Excerpted passage:
* * * * *

As far as mind-melting ideas go, the 'hologram principle' is right up there. It predicts that, mathematically, the Universe requires just two dimensions, and only looks three dimensional to us because it acts like a giant hologram. It sounds pretty crazy, but over the past two decades, the principle has steadily been gathering steam, and now new results suggest that this principle holds true for flat spaces like our Universe, and could soon be tested.

This would mean that everything we see in our comfortable, three-dimensional world is just the image of two-dimensional processes, overlaid onto a huge cosmic horizon.

But let's back things up a little bit, because while this all sounds a little too whacky, the science actually holds up. The holographic principle was first proposed by physicist Leonard Susskind in the 1990s, and Jamie Lendino over at Extreme Tech does a great job of explaining the basic idea:

"It asserts that a volume of space can be thought of as encoded on a boundary to it - such as an observer-dependent gravitational horizon - and therefore needs one less dimension then it appears to need."

For this to be true, you would need to be able to map the results of gravitational phenomena - usually described with three spatial dimensions - onto the results of the behaviour of quantum particles - described with only two spatial dimensions.

Surprisingly, theoretical physicists found that this was indeed the case, and since 1997 more than 10,000 papers have been published supporting the idea.

But researchers had only ever studied this in negatively curved exotic spaces, which are very different to our own, flat spacetime Universe (you can get a background explainer on spacetime here).

* * * * *

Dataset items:
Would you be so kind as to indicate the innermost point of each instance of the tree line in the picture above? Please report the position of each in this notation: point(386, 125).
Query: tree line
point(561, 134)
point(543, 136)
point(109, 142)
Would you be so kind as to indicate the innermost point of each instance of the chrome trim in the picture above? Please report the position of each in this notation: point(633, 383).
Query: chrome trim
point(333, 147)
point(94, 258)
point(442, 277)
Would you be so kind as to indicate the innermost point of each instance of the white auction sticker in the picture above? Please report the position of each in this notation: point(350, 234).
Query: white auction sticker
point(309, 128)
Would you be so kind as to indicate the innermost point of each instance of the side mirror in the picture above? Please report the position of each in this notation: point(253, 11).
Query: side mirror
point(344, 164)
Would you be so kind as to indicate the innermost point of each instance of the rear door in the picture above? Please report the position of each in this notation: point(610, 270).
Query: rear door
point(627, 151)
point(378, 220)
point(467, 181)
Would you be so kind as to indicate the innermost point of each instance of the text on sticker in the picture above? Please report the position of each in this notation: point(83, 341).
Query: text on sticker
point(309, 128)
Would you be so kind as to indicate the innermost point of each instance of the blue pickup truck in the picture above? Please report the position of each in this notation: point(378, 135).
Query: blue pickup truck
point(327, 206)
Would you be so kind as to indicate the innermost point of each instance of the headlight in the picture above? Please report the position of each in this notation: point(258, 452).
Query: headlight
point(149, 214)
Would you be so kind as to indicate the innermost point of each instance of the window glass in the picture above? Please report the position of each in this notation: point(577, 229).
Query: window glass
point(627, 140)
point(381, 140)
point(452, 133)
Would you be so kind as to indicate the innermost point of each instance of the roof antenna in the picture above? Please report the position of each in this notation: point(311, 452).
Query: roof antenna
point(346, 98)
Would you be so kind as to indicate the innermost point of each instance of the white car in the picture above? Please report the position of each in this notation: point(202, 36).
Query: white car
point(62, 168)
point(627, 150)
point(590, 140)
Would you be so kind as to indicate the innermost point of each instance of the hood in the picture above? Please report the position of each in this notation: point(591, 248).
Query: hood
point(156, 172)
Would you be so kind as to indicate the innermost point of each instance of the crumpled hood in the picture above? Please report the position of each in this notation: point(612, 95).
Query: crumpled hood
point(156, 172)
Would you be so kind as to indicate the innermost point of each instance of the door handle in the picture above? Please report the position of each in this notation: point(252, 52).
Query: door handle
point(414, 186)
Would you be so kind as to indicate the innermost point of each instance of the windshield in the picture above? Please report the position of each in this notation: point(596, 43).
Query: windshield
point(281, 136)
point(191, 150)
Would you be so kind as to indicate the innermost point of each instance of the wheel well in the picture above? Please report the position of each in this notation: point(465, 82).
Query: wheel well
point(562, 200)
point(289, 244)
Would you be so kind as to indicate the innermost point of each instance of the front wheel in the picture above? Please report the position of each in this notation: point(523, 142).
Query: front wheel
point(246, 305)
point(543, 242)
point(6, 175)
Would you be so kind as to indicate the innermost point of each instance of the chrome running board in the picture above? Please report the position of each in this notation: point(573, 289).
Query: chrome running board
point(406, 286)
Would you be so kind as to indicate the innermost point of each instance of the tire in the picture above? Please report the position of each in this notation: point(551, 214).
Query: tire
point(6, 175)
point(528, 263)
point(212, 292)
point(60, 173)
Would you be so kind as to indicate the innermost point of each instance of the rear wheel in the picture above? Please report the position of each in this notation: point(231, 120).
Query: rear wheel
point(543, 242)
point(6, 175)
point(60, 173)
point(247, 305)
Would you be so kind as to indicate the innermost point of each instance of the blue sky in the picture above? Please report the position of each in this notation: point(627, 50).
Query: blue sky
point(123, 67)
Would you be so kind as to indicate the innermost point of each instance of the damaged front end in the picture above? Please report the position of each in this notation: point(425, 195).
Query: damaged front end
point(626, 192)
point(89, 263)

* * * * *

Parts of the exercise:
- A) According to the hologram principle article, who first proposed the holographic principle, and in which decade?
- B) Extend the hologram principle article, picking up after its final sentence.
These records were drawn from a separate source, unrelated to the hologram principle article.

Set of answers:
- A) Physicist Leonard Susskind, in the 1990s.

- B)
What physicists mean when they say that the Universe is flat, is that space and time aren't being warped at all, and so our Universe can expand infinitely. If our Universe was positively curved, it would be a closed, spherical system, and anything you threw out into space would eventually return.

If it was negatively curved, "it would expand outwards forever, but with some bizarre effects - like two laser beams fired in parallel drifting away, or drawing triangles where the angles add up to less than the 180 degrees you're used too from school," astrophysicist Alan Duffy from Swinburne University of Technology in Australia, who wasn't involved with the research, told ScienceAlert.

Now the team from Vienna University of Technology (TU Wien) in Austria has taken things one step further and, publishing in the journal Physical Review Letters, has shown that the holographic principle could hold true even in a flat system, like our Universe.

"If quantum gravity in a flat space allows for a holographic description by a standard quantum theory, then there must by physical quantities, which can be calculated in both theories - and the results must agree," said lead author Daniel Grumiller in a press release.

To work this out, Grumiller and his team constructed gravitational theories that worked in our flat spacetime Universe, and didn't require an exotic, negatively-curved space. They then tested to see whether a key feature of quantum mechanics - quantum entanglement - appeared in these theories.

As Lendino explains for Extreme Tech: "It turns out you can measure the amount of entanglement in a quantum system, which is called the entropy of entanglement. Grumiller shows that it has the same value in flat quantum gravity and in a low-dimension quantum field theory."

"This calculation affirms our assumption that the holographic principle can also be realised in flat spaces. It is evidence for the validity of this correspondence in our Universe," said one of the researchers, Max Riegler, in the release.

And that result is kind of incredible and terrifying all at the same time, because it means we might soon be able to verify the idea that we're living in a giant hologram.

"The fact that we can even talk about quantum information and entropy of entanglement in a theory of gravity is astounding in itself, and would hardly have been imaginable only a few years back," said Grumiller. "That we are now able to use this as a tool to test the validity of the holographic principle, and that this test works out, is quite remarkable."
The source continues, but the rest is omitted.